• [EXERCISE DIRECTIONS]: Write the records out again exactly, leaving no images in.

• [RECORDS FOR THIS TASK]:
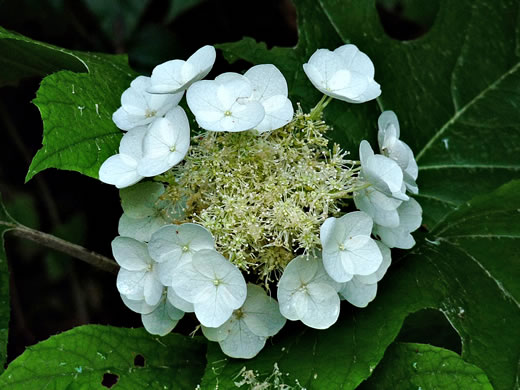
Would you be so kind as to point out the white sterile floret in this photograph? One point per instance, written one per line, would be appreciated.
(142, 210)
(178, 302)
(383, 173)
(382, 208)
(361, 290)
(397, 150)
(348, 249)
(223, 104)
(245, 333)
(139, 108)
(346, 74)
(308, 294)
(174, 245)
(165, 144)
(121, 169)
(270, 89)
(137, 278)
(410, 218)
(177, 75)
(215, 286)
(163, 318)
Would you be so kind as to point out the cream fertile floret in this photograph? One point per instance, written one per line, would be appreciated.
(249, 219)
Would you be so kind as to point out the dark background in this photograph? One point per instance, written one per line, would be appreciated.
(51, 292)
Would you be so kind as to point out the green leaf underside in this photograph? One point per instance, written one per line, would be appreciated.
(420, 366)
(79, 358)
(22, 57)
(77, 110)
(6, 224)
(456, 90)
(449, 271)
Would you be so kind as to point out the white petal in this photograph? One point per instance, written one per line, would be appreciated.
(138, 306)
(381, 208)
(365, 152)
(178, 302)
(212, 311)
(165, 144)
(278, 112)
(364, 255)
(380, 272)
(139, 201)
(174, 241)
(359, 294)
(189, 284)
(131, 254)
(394, 237)
(230, 286)
(243, 116)
(241, 343)
(410, 214)
(220, 333)
(132, 142)
(153, 289)
(119, 170)
(261, 313)
(160, 321)
(323, 306)
(167, 77)
(267, 81)
(131, 283)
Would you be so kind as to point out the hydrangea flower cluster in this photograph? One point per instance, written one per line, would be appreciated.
(255, 205)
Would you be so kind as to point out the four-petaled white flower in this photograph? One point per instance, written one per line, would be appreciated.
(362, 289)
(245, 333)
(165, 143)
(159, 319)
(174, 245)
(346, 74)
(348, 249)
(121, 169)
(140, 108)
(270, 89)
(137, 278)
(215, 286)
(410, 217)
(307, 293)
(142, 214)
(381, 208)
(383, 173)
(397, 150)
(177, 75)
(224, 104)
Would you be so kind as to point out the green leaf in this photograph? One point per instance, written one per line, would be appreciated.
(467, 282)
(456, 90)
(22, 57)
(419, 366)
(78, 132)
(6, 223)
(80, 359)
(76, 108)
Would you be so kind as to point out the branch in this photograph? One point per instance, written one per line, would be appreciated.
(53, 242)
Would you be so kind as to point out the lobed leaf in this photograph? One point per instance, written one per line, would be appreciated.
(445, 271)
(95, 356)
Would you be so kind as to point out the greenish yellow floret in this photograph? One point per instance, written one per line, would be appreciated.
(263, 197)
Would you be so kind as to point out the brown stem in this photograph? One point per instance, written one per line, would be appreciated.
(77, 251)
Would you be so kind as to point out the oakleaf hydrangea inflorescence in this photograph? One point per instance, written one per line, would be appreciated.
(252, 202)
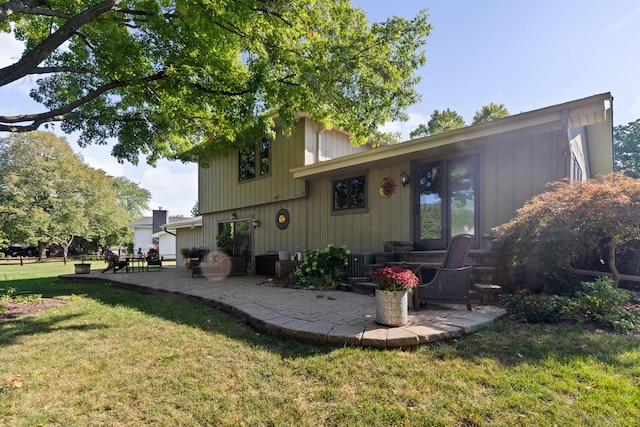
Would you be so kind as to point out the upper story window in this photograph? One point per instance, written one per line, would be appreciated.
(349, 193)
(254, 162)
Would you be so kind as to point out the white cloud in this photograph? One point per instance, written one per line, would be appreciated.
(635, 109)
(11, 50)
(174, 186)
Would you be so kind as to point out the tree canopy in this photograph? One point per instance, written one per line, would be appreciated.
(188, 80)
(49, 196)
(439, 122)
(626, 148)
(490, 112)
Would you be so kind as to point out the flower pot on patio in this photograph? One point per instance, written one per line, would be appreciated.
(392, 286)
(392, 307)
(83, 268)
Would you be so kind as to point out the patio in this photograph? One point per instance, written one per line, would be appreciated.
(332, 317)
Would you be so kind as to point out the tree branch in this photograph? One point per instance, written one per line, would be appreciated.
(30, 61)
(63, 113)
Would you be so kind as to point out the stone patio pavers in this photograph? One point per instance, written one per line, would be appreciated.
(333, 317)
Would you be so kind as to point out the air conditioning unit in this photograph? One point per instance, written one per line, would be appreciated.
(356, 261)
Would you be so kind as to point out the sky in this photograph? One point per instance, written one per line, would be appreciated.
(525, 55)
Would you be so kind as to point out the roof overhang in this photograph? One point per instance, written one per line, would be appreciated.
(591, 111)
(188, 223)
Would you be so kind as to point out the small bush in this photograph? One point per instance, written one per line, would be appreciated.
(596, 301)
(321, 267)
(534, 308)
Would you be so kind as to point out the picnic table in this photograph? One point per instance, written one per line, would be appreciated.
(136, 263)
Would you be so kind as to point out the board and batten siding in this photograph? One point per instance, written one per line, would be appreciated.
(514, 171)
(187, 238)
(384, 219)
(219, 188)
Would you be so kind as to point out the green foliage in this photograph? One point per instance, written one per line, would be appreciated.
(534, 308)
(626, 148)
(490, 112)
(190, 80)
(321, 267)
(584, 224)
(596, 301)
(439, 122)
(50, 196)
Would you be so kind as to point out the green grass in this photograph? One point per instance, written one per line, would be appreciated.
(114, 357)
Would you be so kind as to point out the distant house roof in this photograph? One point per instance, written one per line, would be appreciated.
(184, 223)
(147, 221)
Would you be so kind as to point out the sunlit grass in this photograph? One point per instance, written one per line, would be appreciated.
(114, 357)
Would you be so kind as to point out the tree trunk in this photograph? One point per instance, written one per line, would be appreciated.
(42, 251)
(612, 264)
(65, 249)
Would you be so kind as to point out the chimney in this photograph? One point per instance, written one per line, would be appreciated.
(160, 217)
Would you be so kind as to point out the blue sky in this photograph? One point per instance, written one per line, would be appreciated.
(525, 55)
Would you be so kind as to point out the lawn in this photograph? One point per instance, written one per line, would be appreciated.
(110, 357)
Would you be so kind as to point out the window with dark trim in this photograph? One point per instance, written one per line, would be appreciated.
(254, 162)
(349, 193)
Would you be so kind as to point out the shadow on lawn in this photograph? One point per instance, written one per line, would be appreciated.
(196, 314)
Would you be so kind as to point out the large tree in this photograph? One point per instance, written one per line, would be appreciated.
(192, 79)
(626, 148)
(131, 198)
(490, 112)
(439, 122)
(49, 196)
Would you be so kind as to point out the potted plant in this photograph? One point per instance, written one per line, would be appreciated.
(392, 284)
(186, 254)
(82, 267)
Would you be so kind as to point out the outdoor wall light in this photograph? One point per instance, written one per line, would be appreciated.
(404, 178)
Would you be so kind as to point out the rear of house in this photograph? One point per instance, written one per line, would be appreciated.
(313, 188)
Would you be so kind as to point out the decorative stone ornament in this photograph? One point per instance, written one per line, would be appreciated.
(282, 219)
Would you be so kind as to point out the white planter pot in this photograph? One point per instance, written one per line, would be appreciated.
(391, 307)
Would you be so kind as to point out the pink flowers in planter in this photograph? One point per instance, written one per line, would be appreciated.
(394, 278)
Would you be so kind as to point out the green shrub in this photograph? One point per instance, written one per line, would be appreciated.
(321, 267)
(534, 308)
(596, 301)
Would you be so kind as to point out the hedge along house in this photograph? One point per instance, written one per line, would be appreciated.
(313, 188)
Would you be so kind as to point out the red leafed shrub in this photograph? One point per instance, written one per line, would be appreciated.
(585, 224)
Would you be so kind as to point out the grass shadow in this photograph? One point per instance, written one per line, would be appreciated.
(175, 309)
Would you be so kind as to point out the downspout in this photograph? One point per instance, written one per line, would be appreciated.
(566, 143)
(318, 141)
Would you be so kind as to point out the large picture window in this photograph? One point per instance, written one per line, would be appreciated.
(254, 162)
(446, 198)
(349, 193)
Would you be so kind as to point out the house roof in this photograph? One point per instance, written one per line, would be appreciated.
(147, 221)
(184, 223)
(593, 111)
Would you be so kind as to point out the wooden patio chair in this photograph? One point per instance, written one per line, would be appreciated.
(451, 282)
(115, 263)
(154, 258)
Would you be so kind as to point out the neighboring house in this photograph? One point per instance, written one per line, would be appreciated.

• [OUTPUT BELOW]:
Would you be so kind as to point out the white sterile floret in this photograph? One point per instance, written one per line, would be appreciated.
(142, 210)
(178, 302)
(383, 173)
(382, 208)
(361, 290)
(397, 150)
(348, 249)
(223, 104)
(245, 333)
(139, 108)
(346, 74)
(308, 294)
(174, 245)
(165, 144)
(121, 169)
(270, 89)
(137, 278)
(410, 218)
(177, 75)
(215, 286)
(163, 318)
Would you be so kind as to point out the cream fertile floret in this photograph? One point per instance, written one per line, would be appreciated.
(249, 219)
Would you be so kind as to point out the dark background in this photograph? One point per instance, written one per line, would be appreciated.
(51, 292)
Would you be so kind as to point out the green leaf underside in this photograph? One point per instance, written one per line, would be appreciated.
(420, 366)
(79, 358)
(22, 57)
(77, 110)
(6, 224)
(456, 90)
(449, 271)
Would you be so kind as to point out the white petal in this photograph? One point per instance, written one per line, would be appreciated.
(138, 306)
(381, 208)
(365, 152)
(178, 302)
(212, 311)
(165, 144)
(278, 112)
(364, 255)
(380, 272)
(139, 201)
(174, 241)
(359, 294)
(189, 284)
(131, 254)
(394, 237)
(230, 286)
(243, 116)
(241, 343)
(410, 214)
(220, 333)
(132, 142)
(153, 289)
(119, 170)
(261, 313)
(160, 321)
(323, 306)
(167, 77)
(267, 81)
(131, 283)
Would you be so kind as to point out the hydrangea flower cluster in this photograph? One point per instance, written one per line, would be appreciated.
(255, 205)
Would you be so kind as to point out the four-petaled white flower in this photograph? One point per instance, written one per line, would be appreciated.
(362, 289)
(245, 333)
(165, 143)
(159, 319)
(174, 245)
(346, 74)
(348, 249)
(121, 169)
(140, 108)
(270, 89)
(137, 278)
(215, 286)
(410, 217)
(307, 293)
(142, 214)
(381, 208)
(383, 173)
(397, 150)
(177, 75)
(224, 104)
Would you be so kind as to point out the green leaf in this photograph? One point per instance, written one per line, would be appreciated.
(467, 282)
(456, 90)
(22, 57)
(419, 366)
(78, 132)
(6, 223)
(80, 359)
(76, 108)
Would you be so kind as to point out the branch in this photograph? One point per instance, written one per line, would be appreciated.
(53, 242)
Would you be so kind as to point out the lobed leaf in this photograph? One point per instance, written one per line, would be appreciated.
(445, 271)
(95, 356)
Would you be so kind as to point out the greenish yellow floret in this photograph? One point per instance, written one per line, would be appreciated.
(263, 197)
Would you be so kind as to point out the brown stem in this photograph? One point per instance, written one per line, would be appreciated.
(77, 251)
Would you be so kind as to point out the oakleaf hydrangea inflorescence in this photograph? One point per instance, written one per line, would be appreciated.
(252, 202)
Would you be so kind as to point out the upper story window in this photograph? One point per instance, written one per line, would be appreciated.
(349, 193)
(254, 162)
Would you be so kind as to point out the white cloud in this photograph? One point per instance, written one per line, would be appreciated.
(635, 109)
(11, 50)
(174, 186)
Would you be so kind as to point out the tree canopy in this photograph? One point per instance, written one per line, would be appreciated.
(188, 80)
(49, 196)
(439, 122)
(626, 148)
(490, 112)
Would you be so kind as to point out the flower pot on patio in this photograph? One point per instance, written one per line, would be appreciated.
(392, 286)
(392, 307)
(83, 268)
Would you be so kind as to point out the patio in this photograph? One point per instance, written one per line, would be appreciated.
(332, 317)
Would you be so kind as to point out the tree branch in this photograph? One point per instance, written one per line, would be appreciated.
(30, 61)
(63, 113)
Would you be so kind as to point out the stone patio pavers in this photograph? One point per instance, written one per line, would be appreciated.
(333, 317)
Would you be so kind as to point out the air conditioning unit in this photograph? One point per instance, written one per line, would be appreciated.
(356, 261)
Would you be so kind as to point out the sky in this photograph? One point per instance, written one per line, would be appreciated.
(525, 55)
Would you be so kind as to point out the roof overhang in this photograph? One point per instance, written one per line, would be appreciated.
(591, 111)
(188, 223)
Would you be so kind as to point out the small bush in this photograph? One point per instance, written one per line, would be appreciated.
(596, 301)
(321, 267)
(534, 308)
Would you be so kind as to point out the picnic table in this photograph? One point per instance, written one per line, would be appreciated.
(136, 263)
Would you be so kind as to point out the board and batten siding in this photograph? One point per instance, written one per line, would be appreciated.
(514, 171)
(187, 238)
(384, 219)
(219, 188)
Would you be so kind as to point out the green foliage in this photograph? One point per instance, written one per line, would be appreciated.
(534, 308)
(626, 148)
(490, 112)
(190, 80)
(321, 267)
(584, 224)
(596, 301)
(439, 122)
(50, 196)
Would you be so kind as to point out the green grass in this photograph? One point per instance, written one per line, would be appreciated.
(114, 357)
Would you be so kind as to point out the distant house roof in this photograph? One point per instance, written one per line, would be appreciated.
(184, 223)
(147, 221)
Would you be so kind as to point out the sunlit grass in this photograph? One point per instance, written one per line, would be appreciated.
(114, 357)
Would you be so kind as to point out the tree trunk in this photograph? One point per instance, written one per line, would be appreciated.
(42, 251)
(612, 264)
(65, 249)
Would you be so kind as to point out the chimney in this photograph? One point per instance, written one per line, would be appreciated.
(160, 217)
Would you be so kind as to point out the blue sky in this photograph? One point per instance, written one per line, would be appreciated.
(525, 55)
Would you be so kind as to point out the lawn in this photograph? One point per instance, written one per line, would be appreciated.
(110, 357)
Would you be so kind as to point out the window with dark trim in this photograph? One point per instance, written one per line, would be appreciated.
(254, 162)
(349, 193)
Would you be so kind as to point out the shadow on lawn in this photograph? One point per instance, written one per line, would be appreciated.
(196, 314)
Would you be so kind as to point out the large tree in this photograph? One point per instance, written one per line, would be appreciated.
(192, 79)
(626, 148)
(131, 198)
(490, 112)
(439, 122)
(49, 196)
Would you be so kind as to point out the potted plant in this photograph? One point per instance, written one per line, would be appreciated.
(392, 284)
(186, 254)
(82, 267)
Would you be so kind as to point out the outdoor wall light in this photograph? One point per instance, written one per line, would be appreciated.
(404, 178)
Would you be so kind as to point out the rear of house in this photograph? One point per instance, written one per line, would be appreciated.
(313, 188)
Would you be so kind as to point out the decorative stone ornament in this photograph? One point per instance, written one per line, would be appreciated.
(282, 219)
Would you be so kind as to point out the white planter pot in this photograph? One point per instance, written one per line, would be appreciated.
(391, 307)
Would you be so kind as to point out the pink flowers in planter in this photograph? One point per instance, written one per line, would be appreciated.
(394, 278)
Would you be so kind as to point out the green shrub in this photograph? One point per instance, written one per line, would be appreciated.
(321, 267)
(534, 308)
(596, 301)
Would you be so kind as to point out the hedge along house in this photograph? One point per instance, written one per line, would be appreciated.
(313, 188)
Would you be so kind as to point out the red leafed shrub in this photograph? One point per instance, written one per line, would be appreciated.
(585, 224)
Would you be so kind as to point out the grass shadow in this photograph? One point per instance, written one per line, would be appreciated.
(175, 309)
Would you be so kind as to point out the downspout in this photograph? One point per instance, written one per line, would be appreciated.
(566, 143)
(318, 141)
Would you be so kind as to point out the large picture window in this photograph? One point per instance, written one per line, would be appreciated.
(254, 162)
(446, 198)
(349, 193)
Would you be so kind as to point out the house roof in this photograph? One point per instance, written one per line, would be appreciated.
(147, 221)
(184, 223)
(593, 111)
Would you be so kind as to point out the wooden patio chair in this photograph? One point per instance, written one per line, would be appreciated.
(451, 282)
(115, 263)
(154, 258)
Would you be so kind as to point out the neighboring house in this photograph? One point per instance, written one per line, would be appreciated.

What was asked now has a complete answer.